Records for this exercise

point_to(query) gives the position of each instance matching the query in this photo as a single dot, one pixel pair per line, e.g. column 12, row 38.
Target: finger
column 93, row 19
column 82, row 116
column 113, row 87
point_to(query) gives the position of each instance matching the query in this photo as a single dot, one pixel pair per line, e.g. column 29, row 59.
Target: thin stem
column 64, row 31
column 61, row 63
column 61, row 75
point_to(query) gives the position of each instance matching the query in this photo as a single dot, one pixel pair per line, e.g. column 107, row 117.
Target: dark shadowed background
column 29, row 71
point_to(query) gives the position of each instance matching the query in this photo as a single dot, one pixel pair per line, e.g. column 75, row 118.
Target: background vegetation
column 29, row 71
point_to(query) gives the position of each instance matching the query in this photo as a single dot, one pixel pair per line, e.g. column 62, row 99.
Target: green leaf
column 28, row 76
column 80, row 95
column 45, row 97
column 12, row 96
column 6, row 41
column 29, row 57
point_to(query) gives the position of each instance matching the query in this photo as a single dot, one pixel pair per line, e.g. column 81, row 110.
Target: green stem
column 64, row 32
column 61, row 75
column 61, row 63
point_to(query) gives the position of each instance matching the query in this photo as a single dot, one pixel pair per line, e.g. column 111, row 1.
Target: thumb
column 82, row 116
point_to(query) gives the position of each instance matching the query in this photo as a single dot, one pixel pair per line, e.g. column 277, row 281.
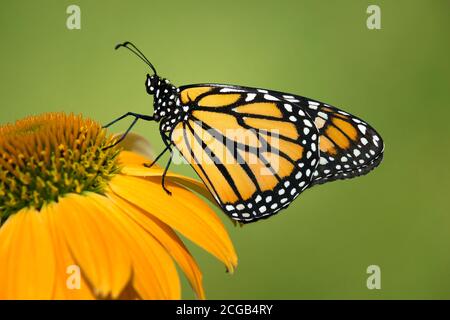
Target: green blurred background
column 396, row 78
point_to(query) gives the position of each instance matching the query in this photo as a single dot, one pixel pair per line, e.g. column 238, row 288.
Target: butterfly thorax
column 166, row 102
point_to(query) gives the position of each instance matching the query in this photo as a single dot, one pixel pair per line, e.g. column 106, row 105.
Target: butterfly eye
column 150, row 84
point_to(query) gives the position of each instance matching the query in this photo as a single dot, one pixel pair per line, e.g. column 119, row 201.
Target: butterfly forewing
column 349, row 147
column 254, row 151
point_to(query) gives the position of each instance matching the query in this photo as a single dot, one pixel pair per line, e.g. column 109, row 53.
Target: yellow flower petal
column 63, row 260
column 133, row 166
column 183, row 211
column 95, row 243
column 154, row 273
column 27, row 262
column 168, row 238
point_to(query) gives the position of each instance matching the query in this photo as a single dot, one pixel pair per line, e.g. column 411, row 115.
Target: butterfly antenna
column 130, row 46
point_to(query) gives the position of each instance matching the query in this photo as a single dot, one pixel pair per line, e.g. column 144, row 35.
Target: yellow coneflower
column 70, row 207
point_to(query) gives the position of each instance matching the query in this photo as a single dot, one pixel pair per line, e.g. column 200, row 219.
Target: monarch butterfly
column 313, row 142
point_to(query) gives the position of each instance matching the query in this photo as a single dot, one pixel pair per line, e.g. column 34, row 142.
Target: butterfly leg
column 168, row 144
column 149, row 165
column 165, row 172
column 136, row 116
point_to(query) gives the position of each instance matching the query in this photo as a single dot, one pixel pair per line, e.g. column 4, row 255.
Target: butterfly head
column 164, row 95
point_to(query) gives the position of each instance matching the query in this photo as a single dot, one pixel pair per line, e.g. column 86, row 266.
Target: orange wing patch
column 327, row 146
column 261, row 109
column 218, row 100
column 191, row 94
column 283, row 128
column 338, row 137
column 346, row 127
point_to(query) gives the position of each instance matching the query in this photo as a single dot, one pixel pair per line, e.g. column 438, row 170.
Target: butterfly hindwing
column 254, row 151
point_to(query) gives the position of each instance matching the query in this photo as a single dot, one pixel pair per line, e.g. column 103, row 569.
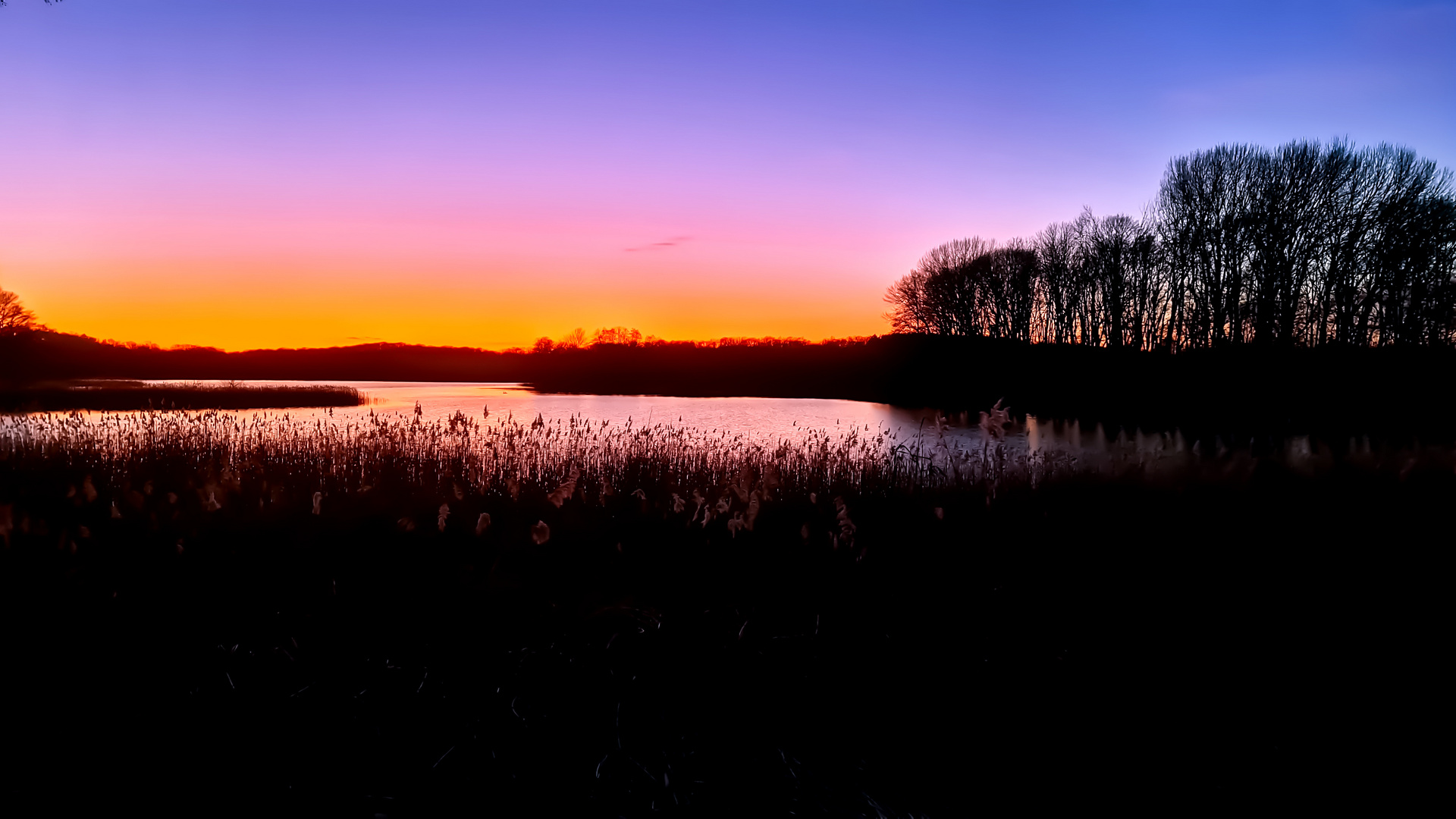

What needs to be done
Above are entries with pictures among them. Write out exactly the lines from the one containing "Target: green stem" through the one containing "119, row 201.", ends included, and leave those pictures out.

Answer box
Target: green stem
column 64, row 32
column 61, row 75
column 61, row 63
point_to(query) gives the position of each instance matching the query in this photo as a single dot, one pixel pair per line, e.g. column 111, row 1.
Target: thumb
column 82, row 116
point_to(query) gives the position of each instance matching the query in this photo as a single dot, one pixel pair per line, e.g. column 277, row 281.
Target: green blurred background
column 396, row 78
point_to(query) gives the position of each instance matching the query in this photo as a single dot, one pixel pair per line, e.g. column 238, row 288.
Target: butterfly thorax
column 166, row 102
point_to(query) gives the position of each instance matching the query in this photo as a single dot, one pixel pair per line, e.g. column 106, row 105.
Target: butterfly eye
column 150, row 84
point_to(query) gives the position of each instance matching the query in this photo as a single dot, one pixel pair per line, e.g. column 119, row 201.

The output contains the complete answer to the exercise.